** Selected text **
Posted on 10/08/2010 7:55:34 AM PDT by Academiadotorg
When you run into malaprops among Advanced Placement students, you really have to ruminate over the condition of education. Reading 800-plus Advanced Placement essays at a table of other people doing the same thing tends to inspire waves of correctorial comments of the kids say the darndest/silliest/inanest things variety, Lisa Fluet writes in the October 8, 2010 issue of The Chronicle Review.
Fluet, an assistant professor of English at Boston College, shared a few of these:
Some new vocabulary I learned, and some things students asked me to contemplate as a reader of their essays:
Dead ass means very serious, Example:
Dude, are you serious?
Dude, Im dead ass.
The short imperative answer to an essay question pertaining to exile: See Lord of the Flies.
A self-important character can be very egotesticle. Such a character may also be guilty of hipocracy (government by the hips, for the hips). Tone and irony can be very lucifying in making these attributes clear to readers.
With writing like this, these students should be prime candidates for jobs with that other APthe Associated Press.

** Provided data **

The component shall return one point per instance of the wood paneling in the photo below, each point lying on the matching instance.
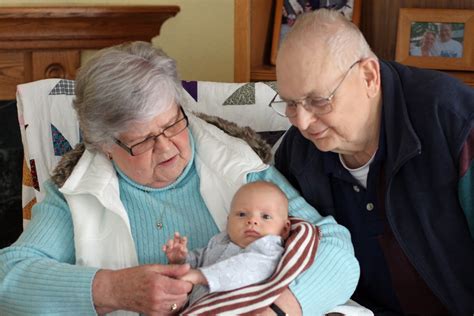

** Problem description **
Reproduce the post above about errors in Advanced Placement essays, word for word from start to finish.

** Written response **
Posted on 10/08/2010 7:55:34 AM PDT by Academiadotorg
When you run into malaprops among Advanced Placement students, you really have to ruminate over the condition of education. Reading 800-plus Advanced Placement essays at a table of other people doing the same thing tends to inspire waves of correctorial comments of the kids say the darndest/silliest/inanest things variety, Lisa Fluet writes in the October 8, 2010 issue of The Chronicle Review.
Fluet, an assistant professor of English at Boston College, shared a few of these:
Some new vocabulary I learned, and some things students asked me to contemplate as a reader of their essays:
Dead ass means very serious, Example:
Dude, are you serious?
Dude, Im dead ass.
The short imperative answer to an essay question pertaining to exile: See Lord of the Flies.
A self-important character can be very egotesticle. Such a character may also be guilty of hipocracy (government by the hips, for the hips). Tone and irony can be very lucifying in making these attributes clear to readers.
With writing like this, these students should be prime candidates for jobs with that other APthe Associated Press.